> Given request A
Using the LeetCode page below on building a binary tree from inorder and postorder traversals, decide whether each statement agrees with it. Answer yes or no for each, and quote the deciding words. (i) The root is always the last element of the postorder array. (ii) The problem is marked as paid. (iii) The space complexity is O(log n).

=== Text ===

LeetCode Solutions Blog

Construct Binary Tree from Inorder and Postorder Traversal

Number: 106

Difficulty: Medium

Paid? No

Problem Description

Given the inorder and postorder traversal arrays of a binary tree (with unique node values), construct and return the binary tree.

Key Insights

The last element of the postorder array is always the root.
Finding the index of the root in the inorder array splits the tree into left and right subtrees.
Recursively reconstruct the tree using the divided inorder arrays and corresponding segments of the postorder array.
Use a hash table (or dictionary) to quickly locate the index of any value in the inorder array.

Space and Time Complexity

Time Complexity: O(n)
Space Complexity: O(n) (Space is used for the recursive call stack and extra hash table)

Solution

We can solve the problem by leveraging the observation that in postorder traversal, the last element is the root of the current subtree. After identifying the root, we locate its index in the inorder array which partitions the array into left and right subtrees. A hash table is used for fast lookup of the root index in the inorder sequence. We then recursively apply the same process for left and right subtrees, carefully managing indices to maintain alignment between the inorder and postorder arrays.

Code Solutions

# Definition for a binary tree node.

===

> Given request B
Count the lines of the records that contain the string "like", and give only the number.

=== Dataset records ===

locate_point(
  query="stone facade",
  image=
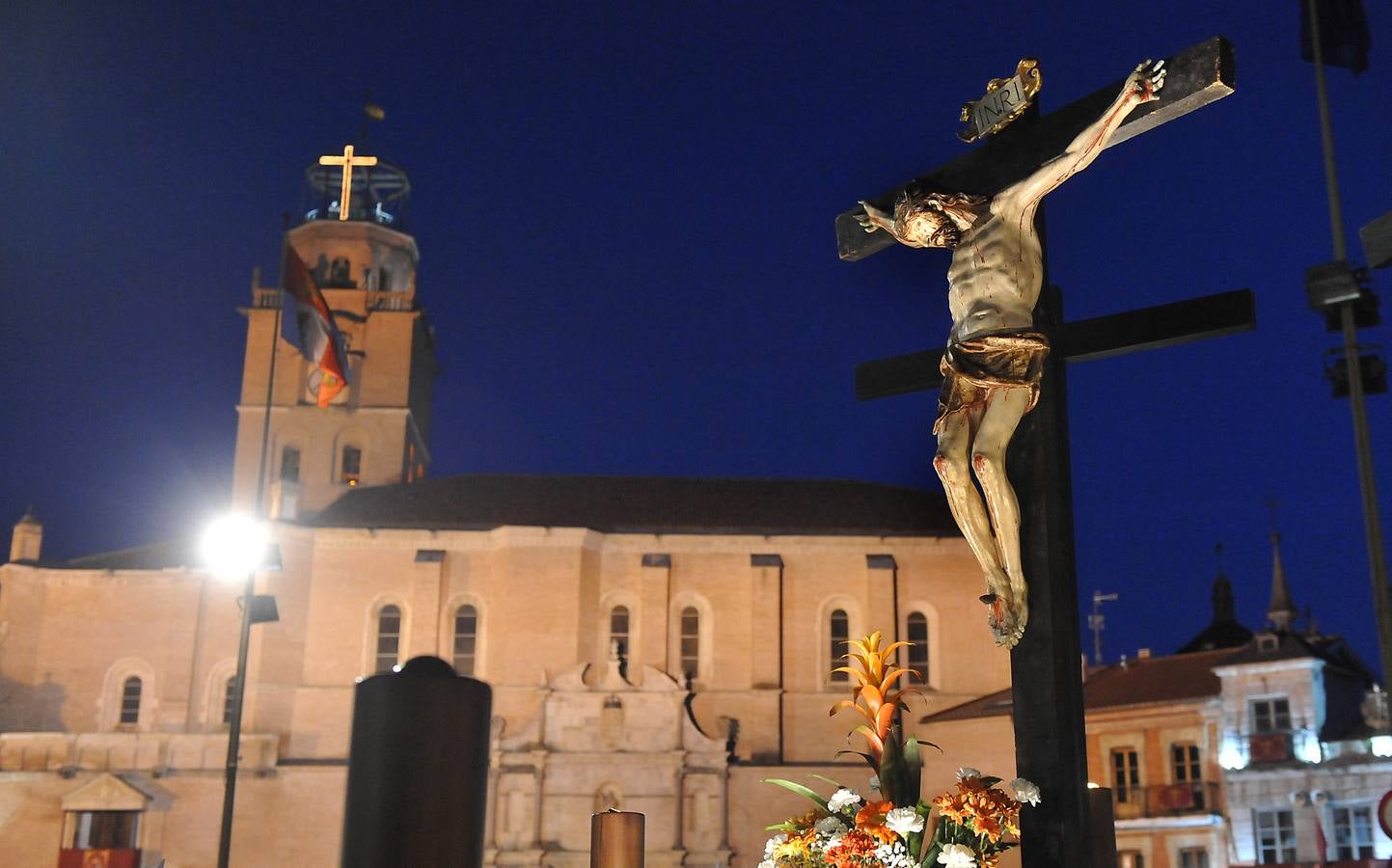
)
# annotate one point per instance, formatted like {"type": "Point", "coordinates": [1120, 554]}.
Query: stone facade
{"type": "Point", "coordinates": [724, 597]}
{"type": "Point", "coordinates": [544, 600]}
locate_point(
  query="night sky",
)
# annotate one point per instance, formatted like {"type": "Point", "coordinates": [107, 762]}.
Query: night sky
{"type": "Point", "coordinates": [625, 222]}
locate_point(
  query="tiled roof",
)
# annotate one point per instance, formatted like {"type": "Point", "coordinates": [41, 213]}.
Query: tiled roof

===

> Worked answer A
(i) Yes: "The last element of the postorder array is always the root."
(ii) No: "Paid? No"
(iii) No: "Space Complexity: O(n)"

> Worked answer B
3